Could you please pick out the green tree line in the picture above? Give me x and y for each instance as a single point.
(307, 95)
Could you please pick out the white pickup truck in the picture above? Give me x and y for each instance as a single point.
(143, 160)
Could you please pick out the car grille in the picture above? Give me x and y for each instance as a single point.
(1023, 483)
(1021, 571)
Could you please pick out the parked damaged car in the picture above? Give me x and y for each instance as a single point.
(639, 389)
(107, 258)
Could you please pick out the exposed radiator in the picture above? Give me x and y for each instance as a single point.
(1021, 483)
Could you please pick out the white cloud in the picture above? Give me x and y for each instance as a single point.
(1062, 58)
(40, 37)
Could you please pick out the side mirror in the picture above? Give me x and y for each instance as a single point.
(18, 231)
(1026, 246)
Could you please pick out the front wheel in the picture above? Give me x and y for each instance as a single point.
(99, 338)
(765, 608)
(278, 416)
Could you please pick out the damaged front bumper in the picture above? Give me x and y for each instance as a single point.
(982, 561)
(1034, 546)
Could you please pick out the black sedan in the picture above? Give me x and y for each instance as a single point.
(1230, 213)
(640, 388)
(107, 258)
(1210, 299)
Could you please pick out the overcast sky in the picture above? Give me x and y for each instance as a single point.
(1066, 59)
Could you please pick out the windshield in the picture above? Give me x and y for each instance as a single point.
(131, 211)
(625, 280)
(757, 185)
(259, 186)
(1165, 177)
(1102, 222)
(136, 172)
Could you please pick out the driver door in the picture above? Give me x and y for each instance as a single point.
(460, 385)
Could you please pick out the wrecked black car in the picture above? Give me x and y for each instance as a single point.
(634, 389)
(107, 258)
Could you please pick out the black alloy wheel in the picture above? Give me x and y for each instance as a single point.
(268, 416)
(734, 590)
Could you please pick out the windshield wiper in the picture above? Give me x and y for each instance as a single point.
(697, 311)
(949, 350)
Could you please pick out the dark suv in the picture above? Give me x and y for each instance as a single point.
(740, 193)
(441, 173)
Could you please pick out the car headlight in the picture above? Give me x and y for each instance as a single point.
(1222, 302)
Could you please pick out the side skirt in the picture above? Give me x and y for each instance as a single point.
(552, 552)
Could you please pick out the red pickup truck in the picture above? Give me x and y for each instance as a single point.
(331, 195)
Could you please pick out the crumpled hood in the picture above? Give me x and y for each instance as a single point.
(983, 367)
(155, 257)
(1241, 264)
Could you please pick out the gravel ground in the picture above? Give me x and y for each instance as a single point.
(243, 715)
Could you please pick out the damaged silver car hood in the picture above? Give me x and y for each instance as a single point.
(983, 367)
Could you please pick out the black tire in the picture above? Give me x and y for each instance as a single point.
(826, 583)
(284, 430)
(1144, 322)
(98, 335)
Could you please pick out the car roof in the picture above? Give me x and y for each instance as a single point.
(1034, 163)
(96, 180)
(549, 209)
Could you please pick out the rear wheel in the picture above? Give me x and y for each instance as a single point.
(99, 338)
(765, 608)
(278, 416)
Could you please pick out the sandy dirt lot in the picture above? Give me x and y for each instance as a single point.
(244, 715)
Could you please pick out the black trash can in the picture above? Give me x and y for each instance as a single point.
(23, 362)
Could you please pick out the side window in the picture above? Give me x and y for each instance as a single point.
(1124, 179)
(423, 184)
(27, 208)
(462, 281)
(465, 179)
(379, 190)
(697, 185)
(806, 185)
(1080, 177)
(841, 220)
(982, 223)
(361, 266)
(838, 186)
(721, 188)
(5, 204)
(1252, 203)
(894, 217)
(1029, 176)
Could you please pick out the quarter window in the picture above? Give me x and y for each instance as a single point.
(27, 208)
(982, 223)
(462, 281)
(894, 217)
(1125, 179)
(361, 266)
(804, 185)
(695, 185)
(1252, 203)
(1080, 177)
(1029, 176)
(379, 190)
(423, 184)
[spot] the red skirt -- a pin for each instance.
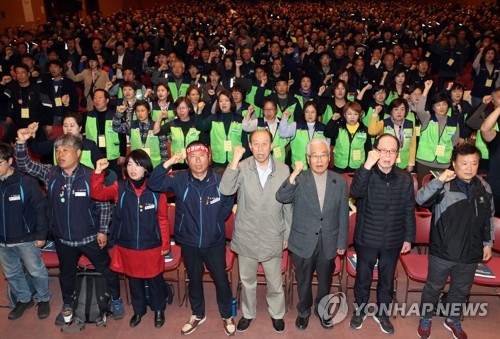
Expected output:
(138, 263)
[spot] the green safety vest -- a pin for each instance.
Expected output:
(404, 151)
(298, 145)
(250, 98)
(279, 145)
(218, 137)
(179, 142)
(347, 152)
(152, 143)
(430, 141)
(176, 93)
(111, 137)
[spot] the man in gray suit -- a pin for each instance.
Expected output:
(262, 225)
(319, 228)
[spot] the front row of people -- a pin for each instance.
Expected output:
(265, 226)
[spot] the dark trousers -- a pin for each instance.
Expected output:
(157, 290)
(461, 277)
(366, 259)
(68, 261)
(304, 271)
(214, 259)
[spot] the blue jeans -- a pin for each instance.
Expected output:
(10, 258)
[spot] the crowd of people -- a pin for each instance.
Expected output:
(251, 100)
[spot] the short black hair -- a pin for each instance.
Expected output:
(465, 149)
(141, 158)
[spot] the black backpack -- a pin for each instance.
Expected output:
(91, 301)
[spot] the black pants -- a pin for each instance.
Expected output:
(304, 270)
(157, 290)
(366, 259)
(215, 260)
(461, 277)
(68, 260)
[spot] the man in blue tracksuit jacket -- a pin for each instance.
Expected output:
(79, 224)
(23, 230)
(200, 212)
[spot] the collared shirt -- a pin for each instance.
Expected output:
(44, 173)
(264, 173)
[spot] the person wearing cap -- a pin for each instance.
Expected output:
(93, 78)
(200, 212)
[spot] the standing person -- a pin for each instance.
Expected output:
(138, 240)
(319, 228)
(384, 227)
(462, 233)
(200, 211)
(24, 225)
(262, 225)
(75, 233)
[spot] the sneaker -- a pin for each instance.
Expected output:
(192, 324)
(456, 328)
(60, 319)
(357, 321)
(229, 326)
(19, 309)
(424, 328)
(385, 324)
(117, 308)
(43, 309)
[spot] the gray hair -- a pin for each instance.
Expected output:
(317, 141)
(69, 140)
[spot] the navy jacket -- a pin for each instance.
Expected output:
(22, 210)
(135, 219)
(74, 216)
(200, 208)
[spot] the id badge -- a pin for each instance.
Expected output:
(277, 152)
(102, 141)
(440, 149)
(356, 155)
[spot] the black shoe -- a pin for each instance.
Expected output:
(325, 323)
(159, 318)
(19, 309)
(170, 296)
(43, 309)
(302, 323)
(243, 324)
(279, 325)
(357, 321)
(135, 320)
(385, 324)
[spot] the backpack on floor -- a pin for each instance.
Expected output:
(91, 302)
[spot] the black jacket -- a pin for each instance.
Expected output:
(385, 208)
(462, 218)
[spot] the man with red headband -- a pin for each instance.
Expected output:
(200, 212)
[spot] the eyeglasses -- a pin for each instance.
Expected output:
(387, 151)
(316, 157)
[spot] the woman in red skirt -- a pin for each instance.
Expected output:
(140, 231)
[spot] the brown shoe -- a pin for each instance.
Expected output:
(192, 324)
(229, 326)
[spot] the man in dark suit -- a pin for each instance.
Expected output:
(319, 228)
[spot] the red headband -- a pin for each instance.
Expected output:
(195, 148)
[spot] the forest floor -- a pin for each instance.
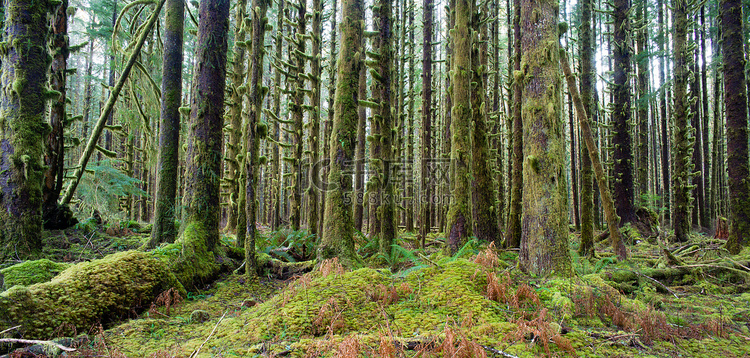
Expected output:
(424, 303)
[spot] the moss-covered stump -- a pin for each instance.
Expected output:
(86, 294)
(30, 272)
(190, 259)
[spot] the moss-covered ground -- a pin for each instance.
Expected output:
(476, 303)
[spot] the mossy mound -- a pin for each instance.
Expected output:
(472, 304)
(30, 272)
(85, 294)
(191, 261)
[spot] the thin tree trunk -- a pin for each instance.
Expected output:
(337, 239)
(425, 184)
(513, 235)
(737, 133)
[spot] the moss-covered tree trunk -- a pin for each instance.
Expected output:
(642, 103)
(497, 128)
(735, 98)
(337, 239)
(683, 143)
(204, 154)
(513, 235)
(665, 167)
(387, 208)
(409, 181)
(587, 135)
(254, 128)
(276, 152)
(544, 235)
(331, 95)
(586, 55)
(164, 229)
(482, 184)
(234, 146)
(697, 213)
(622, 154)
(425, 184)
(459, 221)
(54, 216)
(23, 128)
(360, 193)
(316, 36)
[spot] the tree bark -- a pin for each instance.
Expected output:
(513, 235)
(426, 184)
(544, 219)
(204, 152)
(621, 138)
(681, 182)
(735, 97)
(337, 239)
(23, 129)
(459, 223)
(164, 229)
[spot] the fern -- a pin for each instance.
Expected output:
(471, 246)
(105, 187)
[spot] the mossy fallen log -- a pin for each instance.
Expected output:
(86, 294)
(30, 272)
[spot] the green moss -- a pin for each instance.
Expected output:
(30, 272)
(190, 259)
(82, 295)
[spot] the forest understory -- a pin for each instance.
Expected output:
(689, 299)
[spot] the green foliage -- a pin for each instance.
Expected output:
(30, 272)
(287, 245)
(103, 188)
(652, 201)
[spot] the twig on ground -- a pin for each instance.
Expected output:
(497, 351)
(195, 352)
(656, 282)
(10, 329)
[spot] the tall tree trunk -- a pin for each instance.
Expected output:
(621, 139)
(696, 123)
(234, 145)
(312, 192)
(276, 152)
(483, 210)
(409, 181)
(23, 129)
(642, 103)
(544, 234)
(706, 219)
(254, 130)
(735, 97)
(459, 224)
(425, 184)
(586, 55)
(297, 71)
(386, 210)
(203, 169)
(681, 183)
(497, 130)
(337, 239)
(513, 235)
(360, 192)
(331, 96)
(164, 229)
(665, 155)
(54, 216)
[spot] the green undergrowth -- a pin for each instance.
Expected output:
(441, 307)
--
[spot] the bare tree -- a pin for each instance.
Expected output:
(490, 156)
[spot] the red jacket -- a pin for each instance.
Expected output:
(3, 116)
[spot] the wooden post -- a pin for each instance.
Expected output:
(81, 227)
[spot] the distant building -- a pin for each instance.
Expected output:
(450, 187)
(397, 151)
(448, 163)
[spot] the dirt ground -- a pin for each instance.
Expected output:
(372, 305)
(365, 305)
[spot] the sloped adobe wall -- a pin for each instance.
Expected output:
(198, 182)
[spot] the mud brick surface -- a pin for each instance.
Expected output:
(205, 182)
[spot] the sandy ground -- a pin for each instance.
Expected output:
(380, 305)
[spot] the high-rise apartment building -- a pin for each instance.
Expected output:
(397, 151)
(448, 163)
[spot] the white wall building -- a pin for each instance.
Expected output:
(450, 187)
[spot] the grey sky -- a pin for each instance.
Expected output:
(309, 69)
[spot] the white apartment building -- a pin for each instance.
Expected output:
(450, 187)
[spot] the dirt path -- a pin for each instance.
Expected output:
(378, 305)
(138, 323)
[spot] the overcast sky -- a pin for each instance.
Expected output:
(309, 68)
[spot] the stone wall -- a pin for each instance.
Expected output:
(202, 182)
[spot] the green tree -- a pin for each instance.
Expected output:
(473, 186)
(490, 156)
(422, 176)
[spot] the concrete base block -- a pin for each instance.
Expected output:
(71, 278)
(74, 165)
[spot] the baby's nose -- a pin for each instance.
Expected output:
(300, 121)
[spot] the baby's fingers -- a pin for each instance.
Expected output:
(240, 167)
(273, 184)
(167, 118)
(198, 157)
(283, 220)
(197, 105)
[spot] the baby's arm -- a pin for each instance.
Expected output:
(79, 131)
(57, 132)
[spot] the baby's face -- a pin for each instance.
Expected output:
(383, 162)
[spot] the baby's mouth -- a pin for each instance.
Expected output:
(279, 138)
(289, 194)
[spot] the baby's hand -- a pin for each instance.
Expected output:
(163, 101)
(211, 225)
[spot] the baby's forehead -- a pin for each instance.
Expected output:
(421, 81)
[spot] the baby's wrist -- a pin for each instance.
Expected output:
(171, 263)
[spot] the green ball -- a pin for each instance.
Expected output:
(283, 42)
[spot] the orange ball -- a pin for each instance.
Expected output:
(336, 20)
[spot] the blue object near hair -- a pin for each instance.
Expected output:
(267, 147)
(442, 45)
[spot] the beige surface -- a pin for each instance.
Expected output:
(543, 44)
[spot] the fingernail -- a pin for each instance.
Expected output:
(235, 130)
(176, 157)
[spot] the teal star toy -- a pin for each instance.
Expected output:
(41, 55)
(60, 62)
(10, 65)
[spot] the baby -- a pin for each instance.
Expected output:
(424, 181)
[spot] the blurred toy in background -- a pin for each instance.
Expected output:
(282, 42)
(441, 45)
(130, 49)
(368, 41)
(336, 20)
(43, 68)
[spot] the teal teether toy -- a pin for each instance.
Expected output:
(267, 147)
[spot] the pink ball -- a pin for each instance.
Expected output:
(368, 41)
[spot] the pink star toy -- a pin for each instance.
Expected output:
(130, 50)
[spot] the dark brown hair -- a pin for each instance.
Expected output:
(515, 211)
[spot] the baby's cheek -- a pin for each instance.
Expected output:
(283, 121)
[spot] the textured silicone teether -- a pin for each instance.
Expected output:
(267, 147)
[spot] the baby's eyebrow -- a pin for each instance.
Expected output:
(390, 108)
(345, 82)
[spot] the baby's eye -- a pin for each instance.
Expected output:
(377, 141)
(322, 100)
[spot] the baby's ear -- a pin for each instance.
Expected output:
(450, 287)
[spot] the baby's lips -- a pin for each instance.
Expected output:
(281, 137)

### REQUIREMENT
Which lines of the records above contain the string "ball"? Extract every such line, matching case exactly.

### REPLY TO THE TASK
[spot] the green ball -- a pin for each instance.
[spot] the orange ball -- a pin for each instance.
[spot] the pink ball -- a pin for each instance.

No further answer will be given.